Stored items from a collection
---

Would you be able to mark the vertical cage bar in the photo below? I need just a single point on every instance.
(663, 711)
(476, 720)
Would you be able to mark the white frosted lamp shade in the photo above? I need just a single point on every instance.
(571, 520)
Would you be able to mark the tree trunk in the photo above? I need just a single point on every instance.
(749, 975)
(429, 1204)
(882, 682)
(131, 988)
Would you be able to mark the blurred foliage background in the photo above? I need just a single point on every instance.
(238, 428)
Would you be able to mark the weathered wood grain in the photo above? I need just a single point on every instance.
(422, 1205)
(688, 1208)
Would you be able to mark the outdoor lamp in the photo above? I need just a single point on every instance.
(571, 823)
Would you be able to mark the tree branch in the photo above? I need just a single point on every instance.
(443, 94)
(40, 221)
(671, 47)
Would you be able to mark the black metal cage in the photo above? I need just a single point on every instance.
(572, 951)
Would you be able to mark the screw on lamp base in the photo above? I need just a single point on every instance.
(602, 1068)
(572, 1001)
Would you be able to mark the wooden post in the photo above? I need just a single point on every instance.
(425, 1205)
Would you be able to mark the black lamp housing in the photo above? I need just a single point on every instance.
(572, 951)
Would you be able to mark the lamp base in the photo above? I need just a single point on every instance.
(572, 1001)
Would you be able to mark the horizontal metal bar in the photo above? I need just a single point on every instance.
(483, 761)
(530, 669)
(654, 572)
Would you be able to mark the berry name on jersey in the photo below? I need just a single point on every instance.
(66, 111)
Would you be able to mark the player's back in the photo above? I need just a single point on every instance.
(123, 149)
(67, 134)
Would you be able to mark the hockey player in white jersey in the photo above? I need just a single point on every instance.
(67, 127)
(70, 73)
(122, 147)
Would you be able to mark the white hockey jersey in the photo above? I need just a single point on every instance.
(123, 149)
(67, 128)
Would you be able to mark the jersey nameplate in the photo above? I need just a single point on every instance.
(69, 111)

---

* [WHAT IS ASKED] Write the data out again in full and exactly.

* [RESPONSE BELOW]
Would you be able to mark the vertical cage bar in the photo below? I need just a single point on every instance.
(663, 711)
(476, 720)
Would you be able to mark the white frosted lamp shade in the photo above? I need just a single point on every instance.
(571, 520)
Would you be able to mark the tree trunk in the photo above? I need just a single point on every instance.
(749, 975)
(429, 1204)
(882, 682)
(131, 988)
Would you be able to mark the blurred foliage background in the photo above? I need just a single point on every instance.
(238, 428)
Would you be able to mark the weathered wood grain in the photo above? I need just a single point on every instance.
(422, 1205)
(688, 1208)
Would you be able to mark the outdoor lamp in the photo above? I need just a single point on every instance.
(571, 823)
Would you be able to mark the tree branch in the photo above? I need just a single point on every instance.
(443, 94)
(40, 221)
(671, 47)
Would you be able to mark the black metal cage in the photo above? I need just a single point on every instance.
(572, 951)
Would you be able to mark the screw on lamp base in the photo above? I need just a single point on every instance.
(602, 1068)
(572, 1001)
Would you be able to mark the wooden post in the photo above? I need just a single point on every instance.
(425, 1205)
Would you be able to mark the black lamp housing in the photo above? I need just a single point on every instance.
(572, 951)
Would you be able to mark the lamp base in the photo above? I need just a single point on every instance.
(572, 1001)
Would you be able to mark the horizontal metal bar in the photo above? I need just a single point on every instance.
(483, 761)
(530, 669)
(654, 572)
Would you be able to mark the berry name on jersey in the photo below? I need just a single point on every instance.
(66, 111)
Would you be able to mark the player's back in the photo above? I need just a single point on every instance.
(123, 149)
(67, 134)
Would you be able to mark the hockey player in white jersey in the photo above? I need just a single point on every instance.
(67, 127)
(70, 73)
(122, 147)
Would you be able to mark the white hockey jersey in the photo above? I need just a single point on every instance.
(123, 149)
(67, 128)
Would you be able to mark the jersey nameplate in the photo above? I need just a single point on every instance.
(69, 111)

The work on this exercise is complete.